• **Data excerpts**
****
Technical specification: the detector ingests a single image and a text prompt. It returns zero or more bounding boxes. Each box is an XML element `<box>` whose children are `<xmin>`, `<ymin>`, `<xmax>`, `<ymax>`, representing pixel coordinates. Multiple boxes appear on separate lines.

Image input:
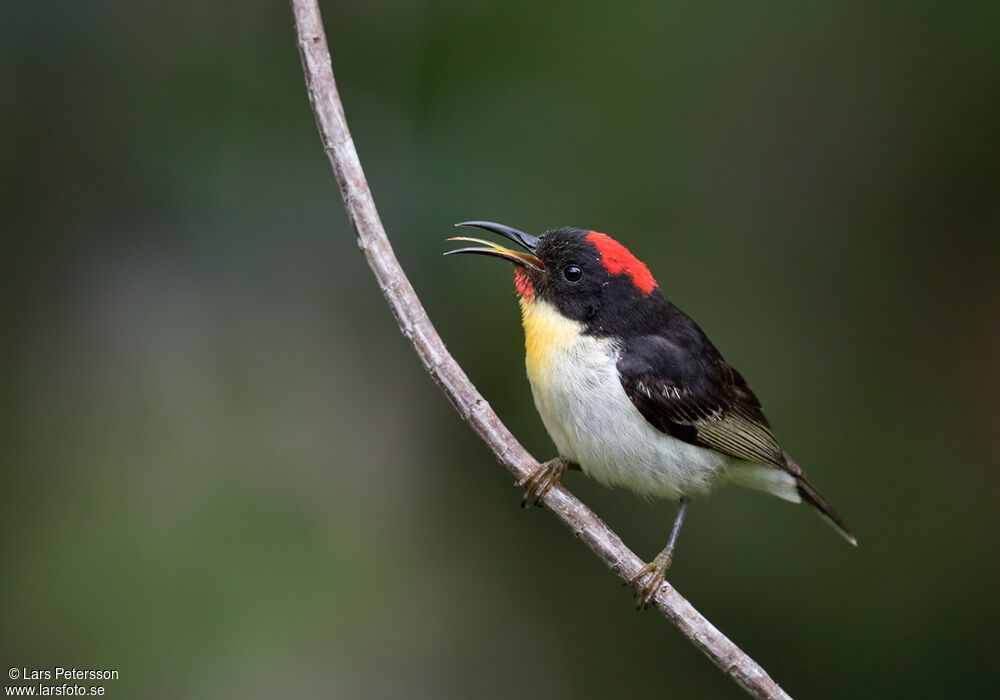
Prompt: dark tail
<box><xmin>785</xmin><ymin>452</ymin><xmax>858</xmax><ymax>547</ymax></box>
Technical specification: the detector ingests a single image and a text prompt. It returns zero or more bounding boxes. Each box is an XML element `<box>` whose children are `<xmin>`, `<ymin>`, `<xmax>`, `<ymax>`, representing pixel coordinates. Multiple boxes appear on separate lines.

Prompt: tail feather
****
• **Challenge**
Reproduce all of the entries with every occurrence of "detector" switched to "locator", changing nothing else, and leave the pictures out of your reply.

• **Result below**
Technical specification: the locator ingests a single image and a text prompt. It returns zero or more bounding boxes. Each box is an XML element `<box>` whose children are `<xmin>`, `<ymin>`, `<xmax>`, `<ymax>`, representing pixel coordinates. Multiple boxes appear on separate lines.

Image input:
Prompt: dark tail
<box><xmin>785</xmin><ymin>452</ymin><xmax>858</xmax><ymax>547</ymax></box>
Technical specification: the locator ingests a single image and a text prompt. It returns zero or more bounding boxes. Each box is an XML element `<box>` whose children are `<xmin>`, `<ymin>`, `<xmax>`, `<ymax>`, representing pixel coordinates. Multiple boxes appear on separate lines.

Prompt: tail feather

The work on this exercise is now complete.